Revise every line of the listing so that each "instance" becomes "object", with nothing else altered. Leave the pictures out of your answer.
::::::::
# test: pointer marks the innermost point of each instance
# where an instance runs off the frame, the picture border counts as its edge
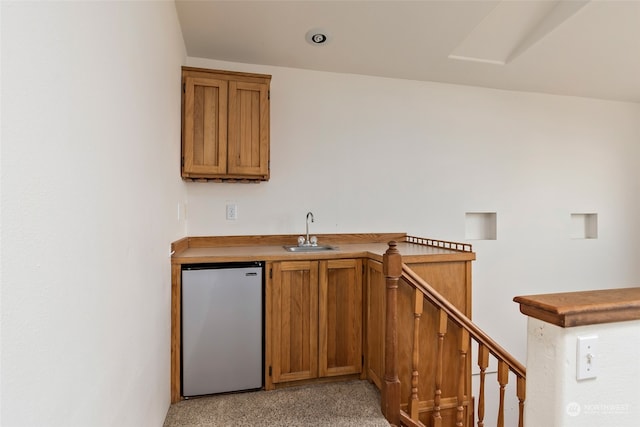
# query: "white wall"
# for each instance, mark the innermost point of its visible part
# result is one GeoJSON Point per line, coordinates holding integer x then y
{"type": "Point", "coordinates": [370, 154]}
{"type": "Point", "coordinates": [611, 399]}
{"type": "Point", "coordinates": [90, 188]}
::::::::
• **SOLUTION**:
# test: pointer marks the innermost point of each object
# where an object runs off the frame, the picture border counts as its edge
# query: "white wall"
# for each object, mark the innermost point of its visible part
# result is one GeoJSON Point per line, coordinates holding integer x then y
{"type": "Point", "coordinates": [370, 154]}
{"type": "Point", "coordinates": [611, 399]}
{"type": "Point", "coordinates": [90, 188]}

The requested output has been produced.